• _DOCUMENT EXTRACT_
|---|

I'm so excited. The Bristol Half marathon was such a fantastic experience. The only issue is that I self-diagnosed myself with either runners knee (Patellofemoral Pain Syndrome) or Iliotibial Band Syndrome (not sure which one) about 3 weeks ago. I had sharp pains around the front and outside of both of my knees and ended up hobbling to school and back for a week.

Since then I haven't been able to run ata ll, it hurts way too much so have been cycling, swimming and doing pilates (which is great) so the knees have been easing up a bit but still don't feel 100%. Fingers crossed that they'll be ok for another 11k run I signed up to in November at Lake Kawaguchi (near Mount Fuji).

I've given myself until next week to start some gentle running again (on a treadmill to start with) Think I just pushed it a bit too hard before. Advice to anyone embarking on a marathon, don't rush the training, only increase length of runs by 10% max each week.

Wednesday, October 14, 2009

Good Times in Osaka: Shinsaibashi 11 hour Bar Crawl

Haven't been out for a few weeks now (cross training since the old knee is bad at the mo) so felt like I earnt a night out in Osaka.

With a bar map in hand we headed out to an area of Shinsaibashi around 8. Started at Murphy's, an Irish bar (believe it or not!) on the 5th floor of this building. Very weird experience arriving at an Irish bar via a lift but despite it being a bar it still had an Irish feel with guiness everywhere, bar mats tacked to the walls and even the token very hungover, red cheeked Irish barman. We got lucky as it was live music night and this Japanese band equipped with harpiscord, banjos the lot came on and played some fantastic irish folk music. Another bizarre experience but fun.

We then headed to Wax 69, a pea sized bar with a well nice, chatty American owner Jessie who used to be a teacher (what gaijin isn't in Japan?!) so we had a good old bitch about teaching over some nachos and delicious salsa.

Next stop we headed to LA Gumbo. OK sorry rewind, when we were heading to Murphys a big black American guy who looked like Britneys bouncer had tried to get us to go into his new bar, we took a flier and walked off. So forward back to present and we decided to check it out. God where do I start!

LA Gumbo, Osaka. Note cheesy Diana Ross poster in background & guy with doo-rag!

|---|

• _TASKS FOR THIS EXERCISE_
1. In the Osaka blog post, on which floor of its building was Murphy's located?
2. Write the next part of the Osaka blog post, picking up after its final line.

• _RECORDED INFORMATION_
|---|

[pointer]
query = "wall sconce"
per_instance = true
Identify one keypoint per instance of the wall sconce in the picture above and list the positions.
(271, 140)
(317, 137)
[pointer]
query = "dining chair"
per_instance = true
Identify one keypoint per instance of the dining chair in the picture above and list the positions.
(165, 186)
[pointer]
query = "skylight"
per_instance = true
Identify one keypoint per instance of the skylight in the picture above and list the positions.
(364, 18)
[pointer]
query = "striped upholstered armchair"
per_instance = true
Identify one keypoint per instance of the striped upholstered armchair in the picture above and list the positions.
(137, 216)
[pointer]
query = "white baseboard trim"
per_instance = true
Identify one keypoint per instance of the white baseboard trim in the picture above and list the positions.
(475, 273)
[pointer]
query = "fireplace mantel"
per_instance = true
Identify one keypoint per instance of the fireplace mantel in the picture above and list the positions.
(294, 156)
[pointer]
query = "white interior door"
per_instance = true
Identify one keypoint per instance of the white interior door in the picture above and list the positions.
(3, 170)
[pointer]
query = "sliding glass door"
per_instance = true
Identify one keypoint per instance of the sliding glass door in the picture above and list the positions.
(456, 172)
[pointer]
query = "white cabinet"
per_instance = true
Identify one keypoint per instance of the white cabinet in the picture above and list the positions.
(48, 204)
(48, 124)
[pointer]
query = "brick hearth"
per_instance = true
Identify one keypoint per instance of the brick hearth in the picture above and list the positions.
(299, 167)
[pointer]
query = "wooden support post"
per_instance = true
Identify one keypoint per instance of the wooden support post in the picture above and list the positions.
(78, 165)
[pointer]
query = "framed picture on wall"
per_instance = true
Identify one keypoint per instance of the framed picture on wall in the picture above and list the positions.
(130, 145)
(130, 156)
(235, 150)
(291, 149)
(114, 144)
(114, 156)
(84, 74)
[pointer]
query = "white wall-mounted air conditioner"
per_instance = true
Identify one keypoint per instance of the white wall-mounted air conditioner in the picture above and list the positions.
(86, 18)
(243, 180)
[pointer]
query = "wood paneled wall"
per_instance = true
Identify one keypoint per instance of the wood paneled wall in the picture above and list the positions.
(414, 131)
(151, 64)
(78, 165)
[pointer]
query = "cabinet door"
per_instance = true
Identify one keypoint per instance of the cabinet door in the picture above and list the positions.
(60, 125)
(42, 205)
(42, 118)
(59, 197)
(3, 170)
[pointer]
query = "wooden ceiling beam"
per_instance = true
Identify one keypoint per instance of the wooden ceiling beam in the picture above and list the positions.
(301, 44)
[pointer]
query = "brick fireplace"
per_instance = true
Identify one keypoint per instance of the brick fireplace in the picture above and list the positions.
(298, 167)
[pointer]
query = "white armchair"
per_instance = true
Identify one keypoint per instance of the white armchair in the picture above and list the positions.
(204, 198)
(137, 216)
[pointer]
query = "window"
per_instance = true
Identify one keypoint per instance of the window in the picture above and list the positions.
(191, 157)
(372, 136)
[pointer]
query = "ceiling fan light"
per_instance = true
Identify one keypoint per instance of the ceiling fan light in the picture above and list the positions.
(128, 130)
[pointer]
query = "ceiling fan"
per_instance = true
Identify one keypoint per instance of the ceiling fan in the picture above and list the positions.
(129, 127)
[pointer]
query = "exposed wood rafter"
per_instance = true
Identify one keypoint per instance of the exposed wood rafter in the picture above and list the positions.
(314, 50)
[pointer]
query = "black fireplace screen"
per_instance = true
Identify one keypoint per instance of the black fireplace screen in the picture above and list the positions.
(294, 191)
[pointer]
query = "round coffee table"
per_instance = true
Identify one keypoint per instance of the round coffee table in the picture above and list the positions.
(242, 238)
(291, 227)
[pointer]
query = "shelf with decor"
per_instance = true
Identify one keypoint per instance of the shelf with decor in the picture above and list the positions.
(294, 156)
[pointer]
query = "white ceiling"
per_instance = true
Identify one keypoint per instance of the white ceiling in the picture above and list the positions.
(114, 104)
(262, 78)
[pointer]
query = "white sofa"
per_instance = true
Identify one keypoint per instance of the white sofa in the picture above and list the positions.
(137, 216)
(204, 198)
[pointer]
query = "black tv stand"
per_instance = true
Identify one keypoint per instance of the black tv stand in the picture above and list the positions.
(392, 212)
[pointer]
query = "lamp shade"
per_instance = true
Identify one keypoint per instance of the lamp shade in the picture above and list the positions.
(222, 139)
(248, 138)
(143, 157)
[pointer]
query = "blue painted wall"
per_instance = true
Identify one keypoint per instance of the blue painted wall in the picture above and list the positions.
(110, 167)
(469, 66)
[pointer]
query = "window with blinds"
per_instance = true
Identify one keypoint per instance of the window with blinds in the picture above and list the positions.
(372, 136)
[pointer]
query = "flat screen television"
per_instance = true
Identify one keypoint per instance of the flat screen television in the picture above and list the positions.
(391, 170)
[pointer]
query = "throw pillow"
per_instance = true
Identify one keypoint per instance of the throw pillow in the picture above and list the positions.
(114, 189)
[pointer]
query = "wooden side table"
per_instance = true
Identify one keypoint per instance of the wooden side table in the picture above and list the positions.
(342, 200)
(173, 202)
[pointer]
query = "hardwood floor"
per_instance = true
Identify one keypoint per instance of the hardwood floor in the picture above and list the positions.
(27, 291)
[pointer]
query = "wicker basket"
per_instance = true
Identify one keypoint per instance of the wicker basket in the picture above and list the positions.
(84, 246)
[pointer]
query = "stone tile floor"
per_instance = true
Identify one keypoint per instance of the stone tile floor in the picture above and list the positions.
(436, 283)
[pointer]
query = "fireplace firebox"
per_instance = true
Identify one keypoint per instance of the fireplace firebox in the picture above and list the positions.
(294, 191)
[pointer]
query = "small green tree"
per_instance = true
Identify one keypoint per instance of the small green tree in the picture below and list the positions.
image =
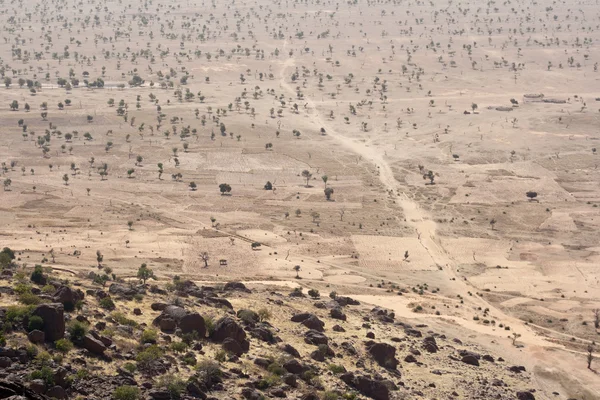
(145, 273)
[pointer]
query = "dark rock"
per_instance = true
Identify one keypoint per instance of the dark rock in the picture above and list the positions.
(413, 332)
(251, 394)
(525, 396)
(346, 301)
(336, 313)
(430, 345)
(294, 367)
(93, 345)
(315, 338)
(10, 389)
(167, 324)
(384, 354)
(349, 348)
(290, 350)
(195, 391)
(310, 396)
(226, 327)
(410, 358)
(187, 321)
(365, 385)
(290, 380)
(36, 336)
(278, 392)
(158, 306)
(117, 289)
(239, 286)
(262, 362)
(38, 386)
(56, 392)
(248, 316)
(159, 395)
(232, 346)
(54, 320)
(517, 369)
(471, 360)
(301, 317)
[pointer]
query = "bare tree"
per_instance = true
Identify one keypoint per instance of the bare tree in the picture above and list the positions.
(205, 257)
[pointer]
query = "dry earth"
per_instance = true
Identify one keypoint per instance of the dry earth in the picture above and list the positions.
(371, 94)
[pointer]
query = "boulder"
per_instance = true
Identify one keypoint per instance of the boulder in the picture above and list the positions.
(525, 396)
(67, 297)
(36, 336)
(336, 313)
(226, 327)
(118, 289)
(167, 324)
(158, 306)
(315, 338)
(294, 366)
(365, 385)
(54, 320)
(186, 321)
(384, 354)
(239, 286)
(290, 350)
(93, 345)
(471, 360)
(232, 346)
(14, 390)
(430, 345)
(56, 392)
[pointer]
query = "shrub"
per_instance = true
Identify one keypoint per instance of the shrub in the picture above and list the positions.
(210, 324)
(121, 319)
(190, 360)
(329, 395)
(48, 289)
(248, 316)
(16, 314)
(276, 369)
(179, 347)
(149, 336)
(126, 393)
(221, 356)
(37, 276)
(107, 304)
(45, 373)
(35, 323)
(63, 345)
(29, 299)
(264, 314)
(173, 384)
(129, 367)
(337, 369)
(209, 373)
(145, 357)
(77, 330)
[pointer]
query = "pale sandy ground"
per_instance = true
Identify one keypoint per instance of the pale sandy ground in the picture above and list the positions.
(540, 263)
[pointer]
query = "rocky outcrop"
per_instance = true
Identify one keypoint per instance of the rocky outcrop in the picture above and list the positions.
(369, 387)
(185, 320)
(384, 354)
(54, 320)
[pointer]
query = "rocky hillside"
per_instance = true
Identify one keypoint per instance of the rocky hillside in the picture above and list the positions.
(88, 338)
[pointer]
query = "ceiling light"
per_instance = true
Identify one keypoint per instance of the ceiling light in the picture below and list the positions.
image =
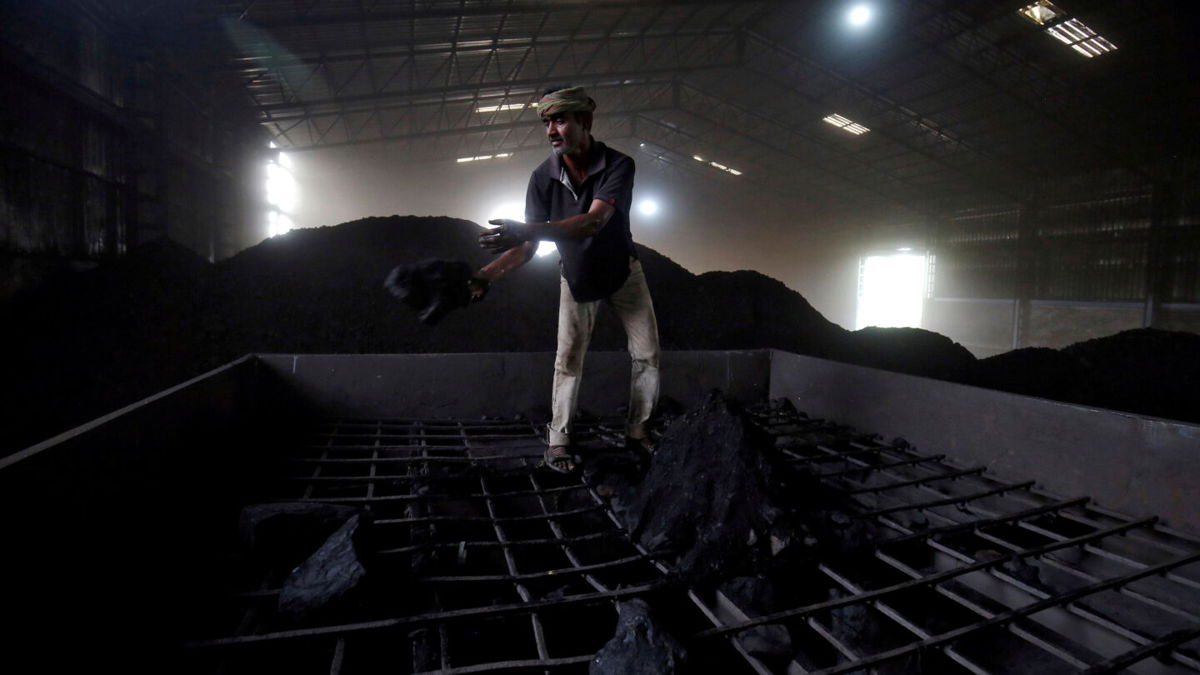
(1042, 12)
(1071, 31)
(481, 157)
(717, 165)
(504, 107)
(859, 16)
(1077, 35)
(846, 124)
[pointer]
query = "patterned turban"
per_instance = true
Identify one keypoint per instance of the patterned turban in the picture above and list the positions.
(570, 100)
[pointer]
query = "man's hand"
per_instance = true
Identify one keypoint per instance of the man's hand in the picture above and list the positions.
(507, 234)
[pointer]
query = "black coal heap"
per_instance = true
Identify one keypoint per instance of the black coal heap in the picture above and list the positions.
(147, 321)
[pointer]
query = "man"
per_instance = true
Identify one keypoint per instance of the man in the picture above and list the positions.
(580, 198)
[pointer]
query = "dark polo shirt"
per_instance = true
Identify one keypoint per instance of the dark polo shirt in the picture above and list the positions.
(594, 267)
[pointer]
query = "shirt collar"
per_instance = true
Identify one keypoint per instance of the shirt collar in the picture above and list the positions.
(597, 163)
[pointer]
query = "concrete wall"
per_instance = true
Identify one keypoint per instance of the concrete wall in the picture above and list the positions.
(432, 386)
(1138, 465)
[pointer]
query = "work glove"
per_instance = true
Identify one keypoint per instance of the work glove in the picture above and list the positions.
(507, 234)
(478, 288)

|---|

• _ANSWERS TO EACH TASK_
1. Murphy's was on the 5th floor.

2.
In Japan a lot of the bars are on different levels of a multi level blocks so once you've committed to get in the lift to the 9th floor and opened the door theres not really much backing out..! LA Gumbos was quiet to say the least but it turns out that Britneys bouncer lookalike is the owner, a lovely one too from Louisiana. He gave us some amazing homemade cornbread on the house (usually a cover charge of ¥1000) and then serenaded us with some smooth jazz....ooh yeah baby!

The place had that 80's vibe, cream leather sofas, loads of cheesy posters of Michael ,Whitney and Diana in their hey days and his stuck in times looking mate fashioning a doo-rag!

Brilliant 80's cheese. LA Gumbos, Osaka.

Loved it though as the owner was such a sweetie, I would have felt totally fine going there on my own.

Next stop decided to head back to the building where Wax 69 was as Jessie's friend owns another bar on that floor called Karma Sutra. It was around 12 at this point. Met the lovely bartender who got me into shark vodka (Shark is the japanese equivalent to Red Bull) Then the karaoke came out and I destroyed Dolly Parton's 9-5, Fat Bottomed Girls, Twist & Shout and Rock the Kasbah whilst the angelic penelope cruz look a like bar girl sang Chicago and had the male testosterone levels raise the roof. We left around 3, thats what karaoke does to you!

Karaoke at Karma Sutra, Osaka

On the way home we passed a club called Sam & Daves. Brilliant! All I could think of was Jaquelines in Ross, how could it not be as cheesy? Well we only really went down the stairs to see how much it was. Bargain ¥1000 yen which included a free drink for the ladies, wooo! It didn7t disappoint. Having not danced to some cheese for 7 months, I felt like a nun on the run. Apart from the weirdo who declared his undying love for Raquel we managed to danced our socks off until 7am and then guess what, went for the kebab equiavelent in Japan, a curry! (or ramen but in this instance curry)

Fab night all round but felt rough the next day and discovered a blister the size of golf ball on my foot the next morning, OUCH!

Good Times in Osaka: Temozan & the Touchy-Feely Pet Garden

Touchy-Feely Pet Gardern!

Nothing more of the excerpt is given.